Data section:
Begin

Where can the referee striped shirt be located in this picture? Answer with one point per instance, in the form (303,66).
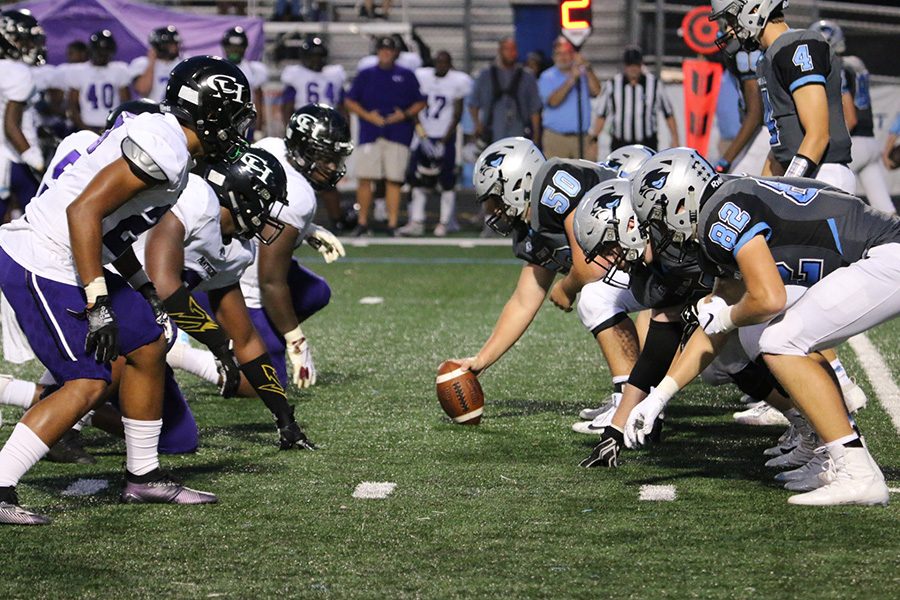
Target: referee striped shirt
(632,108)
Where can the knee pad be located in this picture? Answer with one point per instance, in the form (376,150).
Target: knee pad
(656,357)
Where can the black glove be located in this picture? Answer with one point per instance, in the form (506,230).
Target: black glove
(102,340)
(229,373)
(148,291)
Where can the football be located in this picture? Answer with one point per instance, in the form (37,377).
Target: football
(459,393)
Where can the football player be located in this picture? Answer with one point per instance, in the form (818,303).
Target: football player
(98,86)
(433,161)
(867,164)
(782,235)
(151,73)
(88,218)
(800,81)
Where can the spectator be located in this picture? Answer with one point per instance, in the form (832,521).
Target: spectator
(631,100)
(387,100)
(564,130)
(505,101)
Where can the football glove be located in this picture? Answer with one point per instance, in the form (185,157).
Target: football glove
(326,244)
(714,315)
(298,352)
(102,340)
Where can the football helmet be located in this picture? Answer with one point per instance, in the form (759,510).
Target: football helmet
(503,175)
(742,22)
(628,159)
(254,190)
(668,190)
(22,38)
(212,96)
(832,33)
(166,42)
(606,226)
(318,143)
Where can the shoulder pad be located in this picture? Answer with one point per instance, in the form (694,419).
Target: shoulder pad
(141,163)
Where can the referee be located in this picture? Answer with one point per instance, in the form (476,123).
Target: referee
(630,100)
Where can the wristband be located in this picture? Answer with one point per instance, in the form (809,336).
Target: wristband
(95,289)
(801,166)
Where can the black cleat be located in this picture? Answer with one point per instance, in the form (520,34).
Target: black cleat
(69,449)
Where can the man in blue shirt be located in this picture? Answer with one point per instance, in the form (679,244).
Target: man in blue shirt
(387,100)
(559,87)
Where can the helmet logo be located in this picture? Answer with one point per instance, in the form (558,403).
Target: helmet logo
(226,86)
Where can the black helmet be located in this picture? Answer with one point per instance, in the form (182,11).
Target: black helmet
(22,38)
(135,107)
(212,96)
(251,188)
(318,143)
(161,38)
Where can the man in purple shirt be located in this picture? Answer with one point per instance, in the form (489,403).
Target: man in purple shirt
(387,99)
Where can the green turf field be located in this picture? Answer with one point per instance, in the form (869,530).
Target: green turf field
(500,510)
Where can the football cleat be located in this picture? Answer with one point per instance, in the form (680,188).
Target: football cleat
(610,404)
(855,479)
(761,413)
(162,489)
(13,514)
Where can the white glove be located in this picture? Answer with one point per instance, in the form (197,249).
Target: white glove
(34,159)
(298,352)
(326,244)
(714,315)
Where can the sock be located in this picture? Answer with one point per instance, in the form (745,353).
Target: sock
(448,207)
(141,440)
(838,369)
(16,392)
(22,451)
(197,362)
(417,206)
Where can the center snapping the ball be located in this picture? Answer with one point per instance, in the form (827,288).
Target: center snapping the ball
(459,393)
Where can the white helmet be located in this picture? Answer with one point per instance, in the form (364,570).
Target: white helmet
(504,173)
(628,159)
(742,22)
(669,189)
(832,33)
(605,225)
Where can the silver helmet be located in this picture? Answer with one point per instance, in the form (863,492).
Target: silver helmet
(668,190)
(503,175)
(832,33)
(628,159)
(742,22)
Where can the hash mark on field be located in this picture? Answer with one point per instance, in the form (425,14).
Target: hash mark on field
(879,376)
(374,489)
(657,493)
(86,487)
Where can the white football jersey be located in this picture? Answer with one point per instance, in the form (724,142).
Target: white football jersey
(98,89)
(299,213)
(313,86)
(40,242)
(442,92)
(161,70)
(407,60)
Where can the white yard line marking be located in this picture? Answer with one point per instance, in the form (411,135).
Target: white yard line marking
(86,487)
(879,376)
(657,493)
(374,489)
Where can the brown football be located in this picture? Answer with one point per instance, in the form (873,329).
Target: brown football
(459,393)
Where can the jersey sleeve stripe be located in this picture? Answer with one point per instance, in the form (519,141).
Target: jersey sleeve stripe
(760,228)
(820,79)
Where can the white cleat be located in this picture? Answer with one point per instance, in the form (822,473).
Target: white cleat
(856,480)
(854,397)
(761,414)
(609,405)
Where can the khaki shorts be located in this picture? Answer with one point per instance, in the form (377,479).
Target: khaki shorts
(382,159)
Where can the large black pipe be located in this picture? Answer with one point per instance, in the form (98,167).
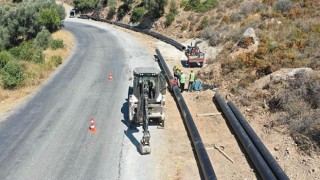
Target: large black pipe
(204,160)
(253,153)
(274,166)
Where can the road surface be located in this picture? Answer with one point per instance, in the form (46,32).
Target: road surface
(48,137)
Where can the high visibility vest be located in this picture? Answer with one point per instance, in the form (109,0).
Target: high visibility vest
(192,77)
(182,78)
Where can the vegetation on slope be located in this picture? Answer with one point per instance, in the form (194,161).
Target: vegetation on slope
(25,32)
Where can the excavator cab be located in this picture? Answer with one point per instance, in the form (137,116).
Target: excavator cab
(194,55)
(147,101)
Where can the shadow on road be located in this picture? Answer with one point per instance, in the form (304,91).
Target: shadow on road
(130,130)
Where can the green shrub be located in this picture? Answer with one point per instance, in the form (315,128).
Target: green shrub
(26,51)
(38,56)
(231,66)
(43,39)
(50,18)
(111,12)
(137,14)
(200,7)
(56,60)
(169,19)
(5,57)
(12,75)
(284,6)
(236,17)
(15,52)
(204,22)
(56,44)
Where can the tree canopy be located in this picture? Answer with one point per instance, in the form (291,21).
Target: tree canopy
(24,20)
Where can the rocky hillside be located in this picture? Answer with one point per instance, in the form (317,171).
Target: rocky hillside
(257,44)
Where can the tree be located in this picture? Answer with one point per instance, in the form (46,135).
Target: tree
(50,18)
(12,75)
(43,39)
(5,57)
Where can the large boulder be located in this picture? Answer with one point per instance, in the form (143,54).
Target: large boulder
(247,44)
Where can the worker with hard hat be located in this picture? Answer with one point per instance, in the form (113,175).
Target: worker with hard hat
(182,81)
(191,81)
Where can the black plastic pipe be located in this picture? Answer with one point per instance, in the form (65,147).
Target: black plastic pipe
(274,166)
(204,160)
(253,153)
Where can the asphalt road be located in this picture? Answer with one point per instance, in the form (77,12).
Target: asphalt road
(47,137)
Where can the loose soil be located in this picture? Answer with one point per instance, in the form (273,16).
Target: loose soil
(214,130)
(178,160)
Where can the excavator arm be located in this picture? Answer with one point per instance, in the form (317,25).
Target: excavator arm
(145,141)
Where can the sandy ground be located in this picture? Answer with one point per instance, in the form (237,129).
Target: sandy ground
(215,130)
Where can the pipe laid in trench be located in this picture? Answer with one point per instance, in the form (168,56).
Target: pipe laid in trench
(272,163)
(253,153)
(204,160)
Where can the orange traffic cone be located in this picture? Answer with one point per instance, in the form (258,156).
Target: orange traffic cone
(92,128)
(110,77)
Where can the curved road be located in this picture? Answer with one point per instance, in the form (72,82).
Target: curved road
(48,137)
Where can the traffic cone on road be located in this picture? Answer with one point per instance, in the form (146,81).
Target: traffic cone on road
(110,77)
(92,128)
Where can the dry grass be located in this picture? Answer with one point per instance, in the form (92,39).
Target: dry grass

End

Leave out every picture and copy the rest of the records exactly.

Where can the referee striped shirt be located in this picture? Answer with one point per instance, in the form (303,66).
Target: referee striped shirt
(632,108)
Where can the knee pad be located in this picture? Answer with one point per instance, in the form (376,150).
Target: knee pad
(656,357)
Where can the black glove be located in this picture? Answer with one point per instance, in the form (506,230).
Target: black glove
(102,340)
(229,373)
(148,291)
Where can the football be located in this picture? Answer with one point per instance, in the form (37,377).
Target: football
(459,393)
Where can the football player be located in this picture? Answer with one point per instance, in the form (818,303).
Target: football player
(98,86)
(433,161)
(867,164)
(782,235)
(151,73)
(88,218)
(800,81)
Where can the spectator be located in this picture? Answer with one point per instance, in the form (832,521).
Target: spectator
(631,100)
(387,100)
(564,130)
(505,101)
Where can the football glove be located in this picture? Answer with one point per instance, in the form (185,157).
Target: football glove
(326,244)
(714,315)
(298,352)
(102,340)
Where can the football helmet be located in this picture? Answer with one point per instance, in the form (759,510).
Target: football helmet
(503,175)
(742,22)
(628,159)
(254,190)
(668,190)
(22,38)
(212,96)
(832,33)
(166,42)
(606,226)
(318,143)
Where can the shoulder pad be located in this picture? Answer with one point per instance, in the form (694,419).
Target: shoulder pad
(141,163)
Where can the referee be located in this picture? Answer with one point per instance, in the form (476,123).
Target: referee
(630,100)
Where can the wristband be located in this picture? Answer with one point per instance, in the form (809,336).
Target: wristband
(95,289)
(801,166)
Where can the black cleat be located in this picture? Answer with one point per instance, in the form (520,34).
Target: black cleat
(69,449)
Where can the man in blue shirt be located in this picture? Answer with one point per instance, in the form (679,244).
Target: man in blue shirt
(387,100)
(559,87)
Where can the helmet logo be located in this picture? Answer with one point per instance, in the form (558,403).
Target: helmet logo
(226,86)
Where can the black helmet be located in this picture? Answer with one point per instance, in the form (182,11).
Target: black helmet
(22,38)
(135,107)
(212,96)
(251,188)
(318,143)
(161,38)
Where can the man in purple shirt be located in this picture? Answer with one point per instance, in the form (489,403).
Target: man in purple shirt
(387,99)
Where can the green turf field be located in this picture? Answer with one point per instance, in the form (869,530).
Target: green turf field
(500,510)
Where can the football cleat be located in this picture? Answer with one point per instance, in the form (680,188).
Target: football cleat
(610,404)
(855,479)
(761,413)
(162,489)
(13,514)
Where can the white glove be located in this picture? Answer with one point per instance, in the form (197,249).
Target: white glove
(34,159)
(298,352)
(326,244)
(714,315)
Where can the sock be located in this picture? Answer with one point per instance, in the form (745,353).
Target: sock
(448,207)
(141,440)
(838,369)
(16,392)
(22,451)
(197,362)
(417,206)
Where can the center snapping the ball be located in this picture? Answer with one point per instance, in the form (827,288).
Target: center snapping the ball
(459,393)
Where can the white helmet be located in this picture? Answer with one point per instance, in the form (364,570).
Target: white helmet
(504,173)
(628,159)
(742,22)
(669,189)
(832,33)
(605,225)
Where can the silver helmet be located in this picture? Answer with one point per instance, in the form (863,492).
Target: silver helmet
(668,190)
(503,175)
(832,33)
(628,159)
(742,22)
Where can the hash mark on field be located in this picture? Answer with one point per instance, in the form (425,14).
Target: hash mark on field
(879,376)
(374,489)
(657,493)
(86,487)
Where can the white football jersey be located in this picture? Answer with one point per instance, in the form (724,142).
Target: white football jersey
(98,89)
(299,213)
(313,86)
(40,242)
(442,92)
(161,70)
(407,60)
Where can the white yard line marking be located in this picture? Answer with one point per instance, in the form (411,135).
Target: white yard line marking
(86,487)
(879,376)
(657,493)
(374,489)
Where can the brown football be located in this picture? Answer with one point per instance, in the form (873,329).
Target: brown football
(459,393)
Where can the jersey sleeve stripe be located in this picture? Answer with one point per instance, in the form (519,141).
Target: jersey sleeve stripe
(760,228)
(820,79)
Where can the white cleat be located in this picture? Answer with one point per instance, in the form (822,473).
Target: white cleat
(856,480)
(854,397)
(761,414)
(609,405)
Where can the khaki shorts be located in this picture? Answer with one point per instance, in the form (377,479).
Target: khaki shorts
(382,159)
Where can the large black pipe be located in this picture? Answer with one point per instance, in the form (98,167).
Target: large black pipe
(204,160)
(253,153)
(274,166)
Where can the road surface be located in this picture? Answer with one point per instance, in the form (46,32).
Target: road surface
(48,137)
Where can the high visibility vest be located in this picture? Answer with one point per instance, in the form (109,0).
Target: high visibility vest
(192,77)
(182,78)
Where can the vegetation on slope be located in this picture? Answer with one point per instance, in the form (194,161).
Target: vegetation on slope
(25,32)
Where can the excavator cab be located in this picture? Answer with one point per instance, in the form (137,116).
Target: excavator cab
(194,55)
(147,101)
Where can the shadow on road be located in this picture? Answer with one point per instance, in the form (304,91).
Target: shadow on road
(130,130)
Where can the green shrub be located in this picture? Answer with one point per instance, in the form (315,128).
Target: green shrub
(26,51)
(38,56)
(231,66)
(43,39)
(50,18)
(111,12)
(137,14)
(200,7)
(56,60)
(169,19)
(5,57)
(12,75)
(284,6)
(236,17)
(15,52)
(204,22)
(56,44)
Where can the tree canopy be located in this picture? Answer with one point per instance, in the form (291,21).
Target: tree canopy
(24,20)
Where can the rocky hillside be located in this picture? Answer with one point per instance, in the form (317,171).
Target: rocky hillside
(257,44)
Where can the tree be located in this picture? Answer with one point per instance, in the form (46,135).
Target: tree
(50,18)
(12,75)
(43,39)
(5,57)
Where can the large boulder be located in this picture? Answer with one point per instance, in the form (143,54).
Target: large boulder
(247,44)
Where can the worker with hard hat be located in this picture? Answer with one point per instance, in the form (113,175).
Target: worker with hard hat
(182,81)
(191,81)
Where can the black plastic pipe be located in this picture? Answer with one point per instance, in the form (65,147).
Target: black plastic pipe
(274,166)
(204,160)
(253,153)
Where can the asphalt road be located in this picture? Answer with one point per instance, in the form (77,12).
Target: asphalt road
(47,137)
Where can the loose soil be located in this picture? Answer with one point per instance, in the form (273,16).
Target: loose soil
(214,130)
(178,160)
Where can the excavator arm be located in this picture? Answer with one point per instance, in the form (317,25).
Target: excavator arm
(145,141)
Where can the sandy ground be located in this picture? Answer with one point per instance, in the form (237,129).
Target: sandy ground
(215,130)
Where can the pipe laid in trench be located in this picture? Answer with one point per instance, in the form (168,56).
Target: pipe laid in trench
(272,163)
(253,153)
(204,160)
Where can the orange traffic cone be located in this picture? Answer with one point per instance, in the form (258,156).
Target: orange traffic cone
(92,128)
(110,77)
Where can the curved road be located in this picture? Answer with one point per instance, in the form (72,82).
Target: curved road
(48,137)
Where can the traffic cone on road be located in this picture? Answer with one point per instance, in the form (146,81).
Target: traffic cone on road
(110,77)
(92,128)
Where can the dry grass be located in this picture? Answer with one point per instance, in the form (92,39).
Target: dry grass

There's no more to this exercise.